→ PROBLEM REQUIREMENTS
An accurate, complete copy of the records below is required.

→ RECORDS FOR THE TASK
▬▬▬▬▬▬▬▬▬▬
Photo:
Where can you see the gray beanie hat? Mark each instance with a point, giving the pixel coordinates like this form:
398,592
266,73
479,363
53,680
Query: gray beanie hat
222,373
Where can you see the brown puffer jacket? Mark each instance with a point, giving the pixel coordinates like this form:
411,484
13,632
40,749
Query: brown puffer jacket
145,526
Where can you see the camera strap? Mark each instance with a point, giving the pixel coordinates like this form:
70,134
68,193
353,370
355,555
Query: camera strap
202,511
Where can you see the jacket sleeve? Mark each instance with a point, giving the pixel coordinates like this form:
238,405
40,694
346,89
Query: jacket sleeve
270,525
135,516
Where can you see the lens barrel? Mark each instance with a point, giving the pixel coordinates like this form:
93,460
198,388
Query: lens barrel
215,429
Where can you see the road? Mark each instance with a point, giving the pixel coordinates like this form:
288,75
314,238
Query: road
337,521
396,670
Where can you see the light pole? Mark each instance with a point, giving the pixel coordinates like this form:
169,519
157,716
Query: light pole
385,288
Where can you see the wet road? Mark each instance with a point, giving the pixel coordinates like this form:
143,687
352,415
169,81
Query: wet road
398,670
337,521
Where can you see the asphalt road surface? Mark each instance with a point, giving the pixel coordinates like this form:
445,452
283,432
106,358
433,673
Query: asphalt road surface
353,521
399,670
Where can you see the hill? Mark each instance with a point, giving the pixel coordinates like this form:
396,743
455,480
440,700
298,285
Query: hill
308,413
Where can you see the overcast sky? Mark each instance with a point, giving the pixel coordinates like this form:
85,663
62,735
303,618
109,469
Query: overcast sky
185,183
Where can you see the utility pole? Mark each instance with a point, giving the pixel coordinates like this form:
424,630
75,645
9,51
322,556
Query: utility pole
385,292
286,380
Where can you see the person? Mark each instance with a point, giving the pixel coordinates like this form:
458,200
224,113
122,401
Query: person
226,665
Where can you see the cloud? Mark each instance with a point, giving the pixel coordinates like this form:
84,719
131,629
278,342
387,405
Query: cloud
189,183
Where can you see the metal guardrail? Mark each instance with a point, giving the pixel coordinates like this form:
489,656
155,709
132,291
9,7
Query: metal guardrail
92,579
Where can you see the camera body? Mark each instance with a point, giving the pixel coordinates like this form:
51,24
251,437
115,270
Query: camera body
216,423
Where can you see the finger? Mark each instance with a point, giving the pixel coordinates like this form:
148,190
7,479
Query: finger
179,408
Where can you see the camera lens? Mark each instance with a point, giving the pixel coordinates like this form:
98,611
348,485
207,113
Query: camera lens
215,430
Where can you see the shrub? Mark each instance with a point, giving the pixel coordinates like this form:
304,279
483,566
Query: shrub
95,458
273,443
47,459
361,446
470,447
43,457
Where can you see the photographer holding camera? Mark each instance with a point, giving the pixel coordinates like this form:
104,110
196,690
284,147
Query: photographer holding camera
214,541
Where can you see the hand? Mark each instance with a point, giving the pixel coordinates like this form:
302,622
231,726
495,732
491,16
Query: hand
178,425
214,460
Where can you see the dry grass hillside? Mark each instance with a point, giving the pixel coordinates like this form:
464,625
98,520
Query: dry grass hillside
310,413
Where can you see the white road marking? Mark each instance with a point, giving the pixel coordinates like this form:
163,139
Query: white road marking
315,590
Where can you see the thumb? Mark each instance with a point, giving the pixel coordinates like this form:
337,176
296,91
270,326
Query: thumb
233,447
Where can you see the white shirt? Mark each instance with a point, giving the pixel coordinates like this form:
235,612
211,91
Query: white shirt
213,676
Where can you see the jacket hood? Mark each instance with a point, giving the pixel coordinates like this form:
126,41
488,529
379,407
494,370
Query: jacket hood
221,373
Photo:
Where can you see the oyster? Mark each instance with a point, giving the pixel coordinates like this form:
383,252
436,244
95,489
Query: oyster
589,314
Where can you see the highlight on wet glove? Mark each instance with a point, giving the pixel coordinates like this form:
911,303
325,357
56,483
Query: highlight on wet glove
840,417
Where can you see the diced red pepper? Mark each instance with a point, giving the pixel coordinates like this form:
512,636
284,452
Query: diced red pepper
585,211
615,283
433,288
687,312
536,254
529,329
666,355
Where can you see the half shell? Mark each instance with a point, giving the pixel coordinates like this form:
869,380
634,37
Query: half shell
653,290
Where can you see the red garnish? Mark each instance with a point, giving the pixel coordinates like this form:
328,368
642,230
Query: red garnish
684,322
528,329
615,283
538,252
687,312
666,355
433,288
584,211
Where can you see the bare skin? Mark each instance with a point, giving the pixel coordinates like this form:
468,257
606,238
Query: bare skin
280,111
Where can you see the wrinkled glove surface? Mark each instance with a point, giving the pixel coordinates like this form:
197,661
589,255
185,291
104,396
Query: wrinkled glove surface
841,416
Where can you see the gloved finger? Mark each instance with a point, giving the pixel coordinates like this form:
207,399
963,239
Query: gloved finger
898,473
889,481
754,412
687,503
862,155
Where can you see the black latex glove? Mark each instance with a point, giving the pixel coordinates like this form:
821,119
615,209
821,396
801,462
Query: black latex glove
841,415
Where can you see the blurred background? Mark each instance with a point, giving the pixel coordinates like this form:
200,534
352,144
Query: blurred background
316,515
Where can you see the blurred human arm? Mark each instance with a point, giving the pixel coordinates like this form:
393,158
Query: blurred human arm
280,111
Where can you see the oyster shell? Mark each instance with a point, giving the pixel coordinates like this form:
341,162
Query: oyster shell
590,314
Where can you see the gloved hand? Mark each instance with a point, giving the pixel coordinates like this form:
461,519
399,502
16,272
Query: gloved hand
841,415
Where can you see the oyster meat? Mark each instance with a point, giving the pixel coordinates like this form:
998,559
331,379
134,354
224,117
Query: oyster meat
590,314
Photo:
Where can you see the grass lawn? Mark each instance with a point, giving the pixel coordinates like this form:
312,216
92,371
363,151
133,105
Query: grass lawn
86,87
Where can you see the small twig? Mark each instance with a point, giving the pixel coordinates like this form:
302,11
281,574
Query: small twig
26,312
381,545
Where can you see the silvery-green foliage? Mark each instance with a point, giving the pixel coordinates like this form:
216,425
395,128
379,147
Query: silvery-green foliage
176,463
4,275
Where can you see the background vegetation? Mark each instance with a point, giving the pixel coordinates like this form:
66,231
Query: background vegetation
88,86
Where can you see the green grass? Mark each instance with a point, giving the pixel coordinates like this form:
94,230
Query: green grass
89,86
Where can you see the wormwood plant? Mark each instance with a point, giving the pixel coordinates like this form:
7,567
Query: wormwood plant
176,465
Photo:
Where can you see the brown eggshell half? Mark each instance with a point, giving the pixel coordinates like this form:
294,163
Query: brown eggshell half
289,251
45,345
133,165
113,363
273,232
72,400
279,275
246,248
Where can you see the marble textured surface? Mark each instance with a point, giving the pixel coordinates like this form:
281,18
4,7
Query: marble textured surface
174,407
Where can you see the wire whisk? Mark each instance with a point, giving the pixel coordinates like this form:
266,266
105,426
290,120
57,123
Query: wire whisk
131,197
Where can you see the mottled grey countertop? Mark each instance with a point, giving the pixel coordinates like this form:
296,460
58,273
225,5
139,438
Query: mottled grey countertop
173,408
▬▬▬▬▬▬▬▬▬▬
→ PROBLEM SOLUTION
Photo:
Where can you see the gray beanie hat? Mark each instance with a point, giving the pixel coordinates like this form:
398,592
266,73
479,363
53,680
Query: gray beanie hat
222,373
Where can you see the brown puffer jacket? Mark each instance with a point, giving the pixel coordinates like this form:
411,484
13,632
40,749
Query: brown puffer jacket
145,526
Where can you see the camera strap? Mark each instance with a point, giving the pixel coordinates like this form:
70,134
68,193
353,370
355,555
Query: camera strap
202,511
Where can you see the jacket sleeve? Mark each instance with a point, giving the pixel coordinates like this form:
238,405
40,694
346,89
Query: jacket sleeve
270,525
135,516
Where can you see the lens barrel? Mark each instance with a point, giving the pixel coordinates like this form:
93,460
198,388
Query: lens barrel
215,429
Where can you see the road? Mark each instance with a point, giving the pixel coordinates like this form:
288,75
314,238
Query: road
337,521
396,670
Where can you see the light pole? Mark each instance with a point, giving the pixel coordinates like this form:
169,519
157,716
Query: light pole
385,288
Where can you see the wet road? Mark each instance with a point, giving the pixel coordinates like this form:
143,687
352,415
169,81
Query: wet road
398,670
337,521
Where can you see the asphalt road surface? Mark each instance with a point, giving the pixel coordinates like this form:
445,452
283,432
106,358
433,673
Query: asphalt road surface
353,521
399,670
Where can you see the hill? Mark each instance with a point, giving the pixel coordinates like this form:
396,743
455,480
440,700
298,285
Query: hill
308,413
Where can you see the overcast sky? Mark each instance with a point, giving the pixel coordinates like this form:
85,663
62,735
303,618
109,469
Query: overcast sky
185,183
Where can you see the utility pole? Mark each instance with a point, giving the pixel coordinates like this form:
424,630
75,645
9,51
322,556
Query: utility pole
385,292
286,380
Where can you see the person? Mark each instance with a point, giving the pixel coordinates like this form:
458,200
224,113
122,401
Query: person
226,665
Where can you see the cloud? Mark each instance with a point, giving the pixel coordinates like this form:
84,719
131,629
278,342
387,405
Query: cloud
189,183
Where can you see the metal guardrail? Mark each instance with a point, giving the pixel coordinates like this form:
489,656
155,709
132,291
9,7
Query: metal guardrail
92,579
Where can you see the camera body? Mark each instance with a point, giving the pixel coordinates like this form:
51,24
251,437
115,270
Query: camera body
216,423
Where can you see the finger? Mark each instance with a point, giving the pixel coordinates like this form:
148,190
7,479
Query: finger
179,408
Where can you see the camera lens? Mark each instance with a point, giving the pixel coordinates like this form:
98,611
348,485
207,113
Query: camera lens
215,430
Where can you see the shrub? Mark each instance with a point, giving the pixel coordinates like this form:
304,279
483,566
Query: shrub
95,458
273,443
47,459
361,446
470,447
43,457
Where can you see the photographer holding camera? Mark each instance with a point, giving the pixel coordinates like this form:
104,110
196,690
284,147
Query: photographer holding camera
214,541
Where can you see the hand? Mark each instance with a point, giving the pixel coordinates like this form:
302,622
231,726
495,732
491,16
Query: hand
178,425
214,460
Where can you see the dry grass hillside? Mark each instance with a point, giving the pixel coordinates like this form:
464,625
98,520
Query: dry grass hillside
310,413
Where can you see the white road marking? Mark each instance with a point, giving the pixel coordinates like this form:
163,139
Query: white road marking
315,590
Where can you see the thumb? Mark each instance with a point, giving the pixel coordinates like this form:
337,176
296,91
270,326
Query: thumb
233,447
Where can you see the white shirt? Mark each instance with a point, giving the pixel coordinates like this form:
235,612
211,91
Query: white shirt
213,676
Where can you see the jacket hood? Mark each instance with a point, giving the pixel coordinates like this form:
126,41
488,529
379,407
494,370
Query: jacket hood
221,373
Photo:
Where can you see the oyster? Mark each instance with a point, giving the pixel coordinates like this form:
383,252
436,244
95,489
Query: oyster
589,314
Where can you see the highlight on wet glove? Mark each instance with a point, giving the pixel coordinates like this form:
911,303
325,357
56,483
Query: highlight on wet glove
840,417
Where can you see the diced red pepper? Mark each instance with a point, giving the pixel coordinates like this form:
512,636
284,452
Query: diced red pepper
585,211
615,283
433,288
687,312
536,254
529,329
666,355
Where can you see the half shell? Mark each instance with a point, giving the pixel coordinates like this form:
869,380
634,37
Query: half shell
653,290
Where can you see the red garnish? Mark each instance with a point, giving the pixel coordinates like this form:
328,368
642,230
Query: red garnish
684,322
528,329
615,283
538,252
687,312
666,355
433,288
584,211
Where can you see the bare skin? Mark each instance with a point, giving the pixel coordinates like this form:
468,257
606,238
Query: bare skin
280,111
Where can you see the wrinkled glove surface? Mark each instance with a point, giving the pixel coordinates like this form:
197,661
589,255
185,291
104,396
Query: wrinkled glove surface
841,416
Where can you see the gloved finger? Mark each instance with a point, giving the pixel coordinates like this form:
207,399
963,239
Query: gloved finger
898,473
889,481
754,412
687,503
862,155
Where can you see the black latex glove? Mark each instance with a point, giving the pixel coordinates like this form:
821,119
615,209
821,396
801,462
Query: black latex glove
841,415
Where can you see the blurred background? Mark each instance with a point, giving the pixel coordinates like this form:
200,534
352,144
Query: blurred background
316,515
Where can you see the blurred human arm? Mark each instance with a point, giving the pixel coordinates like this form:
393,158
Query: blurred human arm
280,111
Where can you see the oyster shell? Mark each instance with a point, giving the pixel coordinates like this form:
341,162
Query: oyster shell
590,314
Where can you see the gloved hand? Mark each instance with a point, giving the pixel coordinates like this form:
461,519
399,502
16,272
Query: gloved hand
841,415
Where can you see the oyster meat? Mark each instance with a point, giving the pixel coordinates like this form:
998,559
331,379
134,354
224,117
Query: oyster meat
590,314
Photo:
Where can you see the grass lawn? Mark each instance with a point, giving the pixel coordinates like this form:
312,216
92,371
363,151
133,105
Query: grass lawn
86,87
Where can you see the small twig? Mark each instance with a point, giving the pixel coordinates like this form:
302,11
281,574
Query: small twig
26,312
381,545
Where can you see the silvery-green foliage? Mark each instance with a point, giving the pixel coordinates like this form:
216,425
395,128
379,147
Query: silvery-green foliage
176,463
4,275
Where can you see the background vegetation? Mark each instance with a point, giving the pixel coordinates like this form:
66,231
Query: background vegetation
88,86
Where can you see the green grass? Mark each instance with a point, giving the pixel coordinates like this form:
94,230
Query: green grass
89,86
Where can you see the wormwood plant? Mark each instance with a point, giving the pixel coordinates like this form:
7,567
Query: wormwood plant
176,465
Photo:
Where can you see the brown eggshell half? Mark each instance with a point, giving the pixel coordinates like this form:
294,163
Query: brown eggshell half
289,251
45,345
133,165
113,363
273,232
72,400
279,275
246,248
Where can you see the marble textured surface? Mark each instance with a point, giving the pixel coordinates like this form:
281,18
4,7
Query: marble textured surface
174,407
Where can you see the wire whisk? Mark each instance with a point, giving the pixel coordinates like this form:
266,266
105,426
290,120
57,123
Query: wire whisk
131,197
Where can you see the mottled grey countertop? Mark each instance with a point, giving the pixel coordinates like this form:
296,460
58,273
225,5
139,438
Query: mottled grey countertop
173,408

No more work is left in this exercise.